**Text passage**
Faris and Felmlee’s research challenges the common conception that bullying can be attributed to negative personality traits of the individual and generally comes from individuals who are maladjusted to their environment.  The paper points out that the bulk of research on aggression comes from psychology, which may explain some of the usual focus on individual agency rather than network effects.  Instead of looking for traits commonly possessed by bullies, Faris and Felmlee argue that “[a]s peer status increases, so does the capacity for aggression, and competition to gain or maintain status motivates the use of aggression” (pg. 49).  One of the primary arguments of the article is that high school students who are “more popular,” or who have higher betweenness centrality, have more status and thereby more power.  They are able to employ this power to aggressive ends in order to further their status or fend off challenges to their status by other students.

One of the most interesting findings in the study is that while there is a positive relationship between network centrality and aggression, this only holds true up until the very top of the social hierarchy.  When students become so central that they are present in about one of every four of the shortest paths (geodesics) between any two students, their aggression drops off noticeably (pg. 57).   The authors posit that individuals at the top no longer need to be aggressive to climb to the top of the hierarchy and that doing so might be interpreted as a sign of status insecurity or weakness.

Of course, as the full title above suggests, the researchers also looked into the effects of gender segregation on student aggression.  In largely gender-segregated environments, some students serve as a special type of network bridge by virtue of having multiple friends of the opposite gender.  Essentially, these students can provide same gender friends with access to weak ties that are particularly valuable to high school students: students of the opposite gender.  The students who serve as gender bridges are likely to be much more aggressive in their cross-gender relationships than comparable peers with similar centrality.

The full text of the article goes into much more detail about methodology and data collection, and also has a few network graphs that make it a little easier to understand the cross-gender relationships.  Even if your network analysis chops aren’t quite up to slogging through the detailed tables, the beginning of the article does a great job of succinctly summarizing the findings and offers a lot of interesting tidbits about high school students via references to other research.  For example, did you know that approximately one third of high school students engage in aggression, and an estimated 160,000 students skip school every weekday to avoid being bullied?

What do you think?  Do students at the very top of the social hierarchy no longer need to use aggression, or is there another explanation?  Could their immediate subordinates on the hierarchy chain, who have the highest levels of aggression recorded, pick up the slack for the very top status students in hope of currying favor or increasing their own status or the status of their microculture?

One of the things that might bear a little more examination in this paper is the definition of “aggression”.  The fact that students who date are 23% more likely to be “aggressive” and the gender bridge exhibiting increased cross-gender “aggression” suggest that some of the aggressive behavior is not necessarily carried out with hostile intent.  The framework of the paper gives a negative moral valence to aggression, while some of the aggression measured in the survey might not be so negative, or at least, might not be viewed as a negative as the students progress from 8th to 12th grade over the course of the longitudinal study.  In my personal opinion, I suspect that some of the cross-gender aggression is not so much negative behavior as a variable that has confounded more than just academic papers: flirting.

**Work instructions**
1 – In the passage on bullying and peer status, how central must students become before their aggression drops off noticeably?
2 – Can you repeat the passage on bullying and peer status word for word, between "Of course, as" and "with similar centrality.", inclusive?

**Supplied data**

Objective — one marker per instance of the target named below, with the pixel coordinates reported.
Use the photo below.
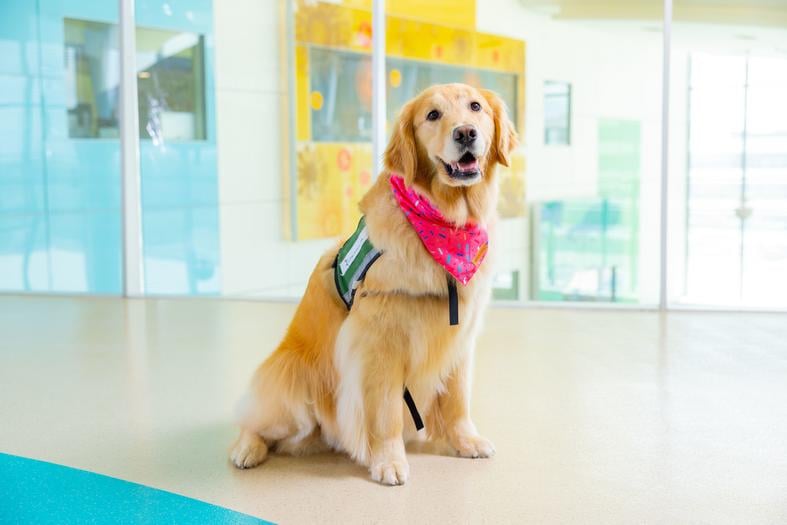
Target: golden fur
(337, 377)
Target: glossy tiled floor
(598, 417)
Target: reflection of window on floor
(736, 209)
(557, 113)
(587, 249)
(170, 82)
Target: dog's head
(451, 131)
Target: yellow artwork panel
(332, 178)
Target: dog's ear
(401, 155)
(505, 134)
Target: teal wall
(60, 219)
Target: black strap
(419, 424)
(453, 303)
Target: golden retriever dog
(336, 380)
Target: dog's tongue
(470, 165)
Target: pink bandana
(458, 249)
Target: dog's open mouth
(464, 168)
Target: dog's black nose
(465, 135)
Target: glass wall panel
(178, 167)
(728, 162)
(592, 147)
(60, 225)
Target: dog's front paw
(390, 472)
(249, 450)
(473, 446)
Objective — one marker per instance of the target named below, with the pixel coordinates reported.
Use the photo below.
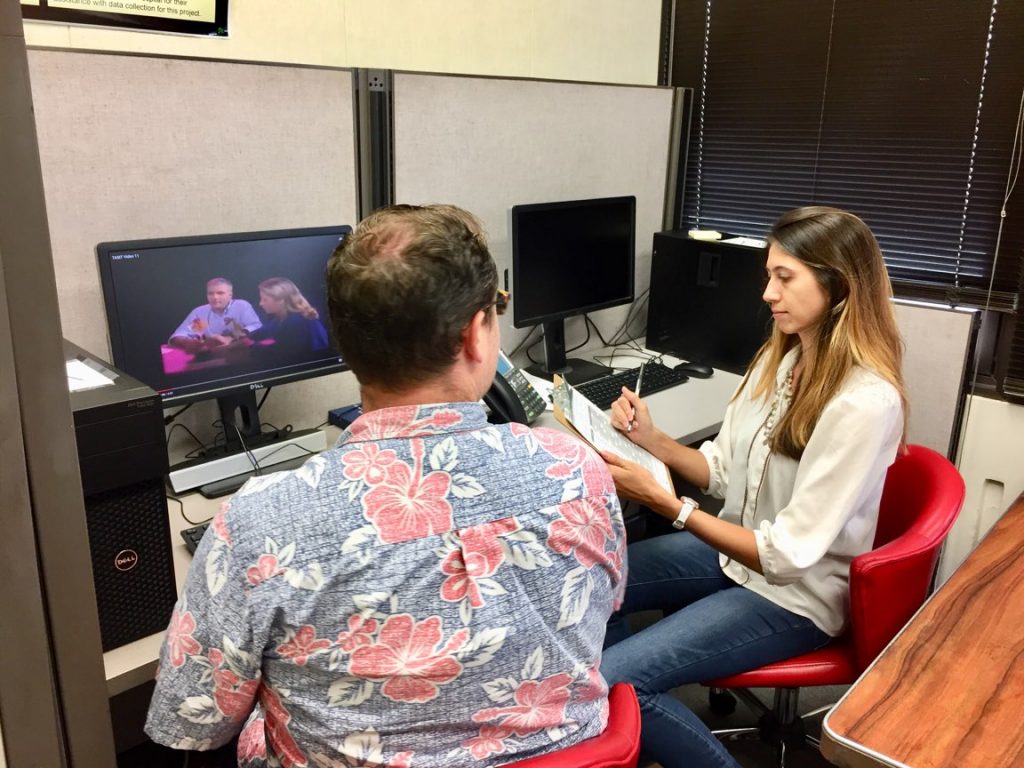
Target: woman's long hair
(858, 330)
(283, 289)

**List of solutions**
1 – They must be present in about one of every four of the shortest paths (geodesics) between any two students.

2 –
Of course, as the full title above suggests, the researchers also looked into the effects of gender segregation on student aggression.  In largely gender-segregated environments, some students serve as a special type of network bridge by virtue of having multiple friends of the opposite gender.  Essentially, these students can provide same gender friends with access to weak ties that are particularly valuable to high school students: students of the opposite gender.  The students who serve as gender bridges are likely to be much more aggressive in their cross-gender relationships than comparable peers with similar centrality.